*** SEITENAUSZUG

Es folgt die
Übersetzung eines Interviews mit Marwan Barghouthi, Chef der
Tansim-Milizen und Generalsekretär der Fatah im Westjordanland, mit
der Jerusalem Times. Das Gespräch wurde von Kamal Qabisi geführt und
ist in der Ausgabe Nr.371 am 16/03/01 erschienen.
Der Stil ist
eher trocken und spröde – wie man es auch nicht anders von
redaktionell überarbeiteten Antworten auf im Voraus abgesprochene
Fragen erwarten kann. Trotzdem – oder vielmehr deshalb - handelt es
sich bei diesem Gespräch um eine ausgereifte Kostprobe vom
Doppelsprech, wie z.B. bei der Schilderung des Einsatzes von Steinen
und Feuerwaffen als legitime Form des Protests bei gleichzeitiger
stolzer Erwähnung der Anzahl von Toten und Verletzten. Hier die
Übersetzung:
Nachdem Marwan
Barghouthi 1994 aus Tunesien in das Westjordanland zurückkehrte,
wurde er zum Generalsekretär der Fatah im Westjordanland gewählt.

******
*** BEREITGESTELLTES MATERIAL

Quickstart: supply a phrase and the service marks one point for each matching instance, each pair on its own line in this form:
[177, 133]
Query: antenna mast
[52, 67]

******

AUFGABE A: Bitte gib den Seitenauszug zwischen „Es folgt die“ und „am 16/03/01 erschienen.“ einschließlich erneut wieder und benenne darin „Jerusalem Times“ in „Zeitung“ um.
AUFGABE B: Von wem wurde das Gespräch laut dem Seitenauszug geführt?

MUSTERLÖSUNG A:
Es folgt die
Übersetzung eines Interviews mit Marwan Barghouthi, Chef der
Tansim-Milizen und Generalsekretär der Fatah im Westjordanland, mit
der Zeitung. Das Gespräch wurde von Kamal Qabisi geführt und
ist in der Ausgabe Nr.371 am 16/03/01 erschienen.

MUSTERLÖSUNG B: Von Kamal Qabisi.